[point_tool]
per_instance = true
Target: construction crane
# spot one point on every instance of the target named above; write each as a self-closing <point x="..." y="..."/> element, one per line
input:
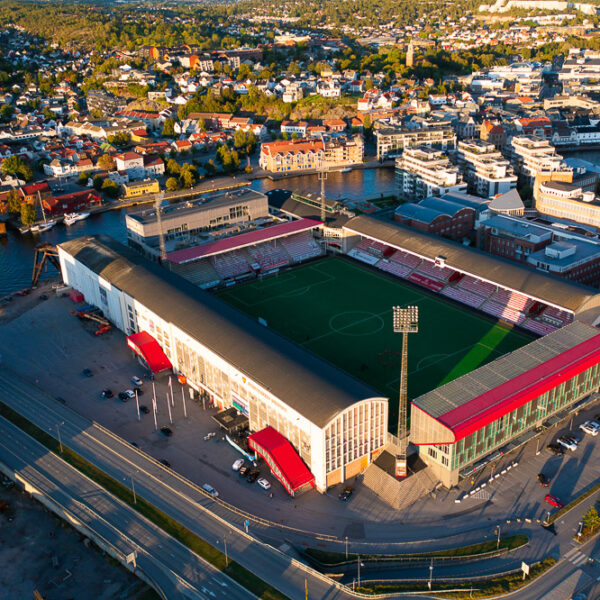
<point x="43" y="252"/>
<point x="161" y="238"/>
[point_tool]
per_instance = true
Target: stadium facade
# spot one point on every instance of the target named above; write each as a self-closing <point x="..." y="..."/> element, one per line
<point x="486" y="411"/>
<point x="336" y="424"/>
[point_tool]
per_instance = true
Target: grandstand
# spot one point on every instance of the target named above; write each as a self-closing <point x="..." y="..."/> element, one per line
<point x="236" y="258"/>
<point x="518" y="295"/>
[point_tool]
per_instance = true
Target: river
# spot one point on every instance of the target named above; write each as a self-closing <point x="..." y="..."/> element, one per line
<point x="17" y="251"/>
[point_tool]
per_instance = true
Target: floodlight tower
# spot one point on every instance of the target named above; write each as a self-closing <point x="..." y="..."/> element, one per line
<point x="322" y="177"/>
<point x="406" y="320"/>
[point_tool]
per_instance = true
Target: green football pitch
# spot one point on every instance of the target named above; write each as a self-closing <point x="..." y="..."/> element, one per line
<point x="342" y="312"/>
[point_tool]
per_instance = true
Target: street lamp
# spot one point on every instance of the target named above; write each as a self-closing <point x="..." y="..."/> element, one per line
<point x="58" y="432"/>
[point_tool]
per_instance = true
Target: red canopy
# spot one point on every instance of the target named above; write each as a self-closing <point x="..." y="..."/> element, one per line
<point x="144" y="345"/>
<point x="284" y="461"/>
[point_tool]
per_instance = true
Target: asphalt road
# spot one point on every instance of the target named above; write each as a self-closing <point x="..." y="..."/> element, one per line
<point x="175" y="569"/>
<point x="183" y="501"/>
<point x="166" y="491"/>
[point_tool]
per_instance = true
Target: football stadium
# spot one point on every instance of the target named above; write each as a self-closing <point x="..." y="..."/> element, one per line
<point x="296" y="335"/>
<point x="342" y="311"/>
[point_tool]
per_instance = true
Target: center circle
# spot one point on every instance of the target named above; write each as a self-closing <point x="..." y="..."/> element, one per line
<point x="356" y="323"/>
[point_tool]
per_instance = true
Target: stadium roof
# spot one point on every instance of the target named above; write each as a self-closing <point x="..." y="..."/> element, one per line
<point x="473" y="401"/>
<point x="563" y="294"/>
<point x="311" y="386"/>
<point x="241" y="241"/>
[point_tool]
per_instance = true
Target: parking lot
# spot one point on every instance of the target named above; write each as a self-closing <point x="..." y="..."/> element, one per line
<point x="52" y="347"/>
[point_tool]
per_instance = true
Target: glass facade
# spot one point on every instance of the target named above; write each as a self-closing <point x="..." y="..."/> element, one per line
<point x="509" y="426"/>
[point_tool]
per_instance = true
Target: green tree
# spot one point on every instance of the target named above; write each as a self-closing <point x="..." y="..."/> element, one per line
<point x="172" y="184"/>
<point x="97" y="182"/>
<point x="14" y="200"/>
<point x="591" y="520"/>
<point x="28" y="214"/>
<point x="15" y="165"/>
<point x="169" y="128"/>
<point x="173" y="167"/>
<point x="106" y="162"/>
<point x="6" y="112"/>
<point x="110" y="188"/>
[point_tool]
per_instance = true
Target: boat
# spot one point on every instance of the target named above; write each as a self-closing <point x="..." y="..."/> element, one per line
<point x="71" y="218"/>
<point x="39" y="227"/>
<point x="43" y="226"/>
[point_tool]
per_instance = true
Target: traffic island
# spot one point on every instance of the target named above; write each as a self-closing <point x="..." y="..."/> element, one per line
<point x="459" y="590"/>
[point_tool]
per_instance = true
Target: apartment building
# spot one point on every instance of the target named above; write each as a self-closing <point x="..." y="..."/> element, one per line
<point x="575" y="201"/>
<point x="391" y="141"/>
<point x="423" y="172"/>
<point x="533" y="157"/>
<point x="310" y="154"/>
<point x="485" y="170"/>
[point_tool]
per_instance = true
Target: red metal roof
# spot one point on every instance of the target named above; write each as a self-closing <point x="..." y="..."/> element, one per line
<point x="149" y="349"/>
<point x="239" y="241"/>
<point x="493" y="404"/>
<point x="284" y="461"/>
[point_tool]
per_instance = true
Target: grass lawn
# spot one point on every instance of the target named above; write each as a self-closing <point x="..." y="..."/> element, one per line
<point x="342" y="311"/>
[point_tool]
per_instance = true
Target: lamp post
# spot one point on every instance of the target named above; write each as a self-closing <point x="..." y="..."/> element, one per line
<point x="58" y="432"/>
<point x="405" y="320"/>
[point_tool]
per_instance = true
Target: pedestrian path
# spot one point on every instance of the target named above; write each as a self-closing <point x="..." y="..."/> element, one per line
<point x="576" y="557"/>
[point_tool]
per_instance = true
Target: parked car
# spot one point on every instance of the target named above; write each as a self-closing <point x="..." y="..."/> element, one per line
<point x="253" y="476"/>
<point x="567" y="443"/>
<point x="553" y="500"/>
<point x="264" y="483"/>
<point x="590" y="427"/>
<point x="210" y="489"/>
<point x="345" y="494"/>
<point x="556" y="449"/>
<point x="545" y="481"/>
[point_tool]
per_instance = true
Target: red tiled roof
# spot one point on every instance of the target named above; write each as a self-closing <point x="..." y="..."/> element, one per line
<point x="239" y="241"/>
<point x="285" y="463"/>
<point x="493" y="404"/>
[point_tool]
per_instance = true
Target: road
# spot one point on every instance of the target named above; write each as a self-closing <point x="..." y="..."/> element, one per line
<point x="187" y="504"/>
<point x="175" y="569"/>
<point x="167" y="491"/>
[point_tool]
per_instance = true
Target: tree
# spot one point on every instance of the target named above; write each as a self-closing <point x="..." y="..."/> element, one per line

☆ ☆ ☆

(What is expected)
Repeat each line of the records above exactly, but do not copy the pictures.

(Exercise result)
[point_tool]
per_instance = true
Target: construction crane
# spot one point on every instance of the target named above; write each as a self-closing <point x="..." y="..."/> element, one per line
input:
<point x="43" y="252"/>
<point x="161" y="238"/>
[point_tool]
per_instance = true
Target: stadium facade
# spot one point on every instance of the target named above; write each as a self-closing <point x="..." y="..."/> element, one per line
<point x="486" y="411"/>
<point x="336" y="424"/>
[point_tool]
per_instance = true
Target: grandstand
# spot one point on every instance of the target named above; write each as a self-closing <point x="..." y="..."/> element, one per line
<point x="236" y="258"/>
<point x="518" y="295"/>
[point_tool]
per_instance = true
Target: river
# spot one point on every instance of the target named above; write each as a self-closing <point x="..." y="..."/> element, one per line
<point x="17" y="251"/>
[point_tool]
per_instance = true
Target: floodlight tower
# spot one point on every instance of the target named above; write each as a self-closing <point x="..." y="..."/> element, one per line
<point x="322" y="177"/>
<point x="406" y="320"/>
[point_tool]
per_instance = true
Target: green football pitch
# spot one point on every instance of the target named above; write each as a self-closing <point x="..." y="..."/> element, one per line
<point x="342" y="312"/>
[point_tool]
per_instance = true
Target: street lamp
# spot one point on every instance of the target named above; write each as a self-closing <point x="..." y="..."/> element, one per line
<point x="58" y="432"/>
[point_tool]
per_instance = true
Target: red canopy
# spot one point on every instance of the target named above; write each as a self-closing <point x="..." y="..."/> element, one per line
<point x="144" y="345"/>
<point x="284" y="461"/>
[point_tool]
per_instance = true
Target: asphalt road
# spot one point on every instance of the target named above; write each as a self-closing <point x="..." y="..."/> element, one per line
<point x="175" y="569"/>
<point x="183" y="501"/>
<point x="166" y="491"/>
[point_tool]
per_instance = true
Target: football stadium
# spot one point on every instance of the target named above; write each as a self-closing <point x="..." y="..."/> element, one per line
<point x="296" y="335"/>
<point x="342" y="311"/>
[point_tool]
per_instance = true
Target: center circle
# spot one point on every instance of the target named above; write each as a self-closing <point x="..." y="..."/> element, one per line
<point x="356" y="323"/>
[point_tool]
per_instance = true
Target: stadium roof
# spot one point on every instance of the target named above; write each as a self-closing <point x="..." y="..."/> element, one per line
<point x="473" y="401"/>
<point x="563" y="294"/>
<point x="311" y="386"/>
<point x="241" y="241"/>
[point_tool]
per_instance = true
Target: parking lot
# spot one point on every instance of the target named above; write each as a self-closing <point x="..." y="..."/> element, one per line
<point x="52" y="347"/>
[point_tool]
per_instance = true
Target: glass facade
# spot one point on every instance of the target named above; write each as a self-closing <point x="..." y="..."/> element, one per line
<point x="509" y="426"/>
[point_tool]
per_instance = true
Target: green tree
# spot one point on every instance of the target named above; write each as a self-closing <point x="..." y="..."/> element, one per line
<point x="172" y="184"/>
<point x="97" y="182"/>
<point x="14" y="200"/>
<point x="591" y="520"/>
<point x="28" y="214"/>
<point x="15" y="165"/>
<point x="169" y="128"/>
<point x="173" y="167"/>
<point x="106" y="162"/>
<point x="6" y="112"/>
<point x="110" y="188"/>
[point_tool]
per_instance = true
Target: boat
# spot one point on every instance of the target named above; write each as a self-closing <point x="..." y="..."/> element, one per line
<point x="71" y="218"/>
<point x="39" y="227"/>
<point x="43" y="226"/>
[point_tool]
per_instance = true
Target: traffic island
# spot one point on every instance of the target named above; write each as a self-closing <point x="..." y="..."/> element, one per line
<point x="459" y="590"/>
[point_tool]
per_instance = true
Target: apartment building
# spot one point on every instance of the target named above; write each as a self-closing <point x="..." y="..."/> element, one per line
<point x="575" y="201"/>
<point x="391" y="141"/>
<point x="423" y="172"/>
<point x="533" y="157"/>
<point x="310" y="154"/>
<point x="485" y="170"/>
[point_tool]
per_instance = true
Target: red metal roof
# spot one point on every instance of the target named above; write each as a self-closing <point x="..." y="..."/> element, one per line
<point x="149" y="349"/>
<point x="239" y="241"/>
<point x="493" y="404"/>
<point x="284" y="461"/>
[point_tool]
per_instance = true
Target: grass lawn
# spot one point on every instance of the target named above; write each as a self-closing <point x="..." y="..."/> element, one per line
<point x="342" y="311"/>
[point_tool]
per_instance = true
Target: lamp post
# spot one point on every instance of the target named above; write each as a self-closing <point x="..." y="..."/> element, one per line
<point x="58" y="432"/>
<point x="405" y="320"/>
[point_tool]
per_instance = true
Target: pedestrian path
# spot one point on every instance of the target named above; write each as a self-closing <point x="..." y="..."/> element, one per line
<point x="576" y="557"/>
[point_tool]
per_instance = true
Target: parked car
# spot one point on every instance of the target named above; write each as a self-closing <point x="..." y="..."/> element, one per line
<point x="253" y="476"/>
<point x="567" y="443"/>
<point x="553" y="500"/>
<point x="264" y="483"/>
<point x="590" y="427"/>
<point x="210" y="489"/>
<point x="345" y="494"/>
<point x="556" y="449"/>
<point x="545" y="481"/>
[point_tool]
per_instance = true
Target: red tiled roof
# spot one point on every instance of the target named above; write each as a self-closing <point x="..." y="..."/> element, one per line
<point x="239" y="241"/>
<point x="285" y="463"/>
<point x="493" y="404"/>
[point_tool]
per_instance = true
Target: road
# spot one point on every instance of the target named above; write each as a self-closing <point x="..." y="..."/> element, one per line
<point x="187" y="504"/>
<point x="175" y="569"/>
<point x="167" y="491"/>
[point_tool]
per_instance = true
Target: tree
# spot one point on every instance of the target named above; write each as a self-closing <point x="..." y="..."/> element, one per line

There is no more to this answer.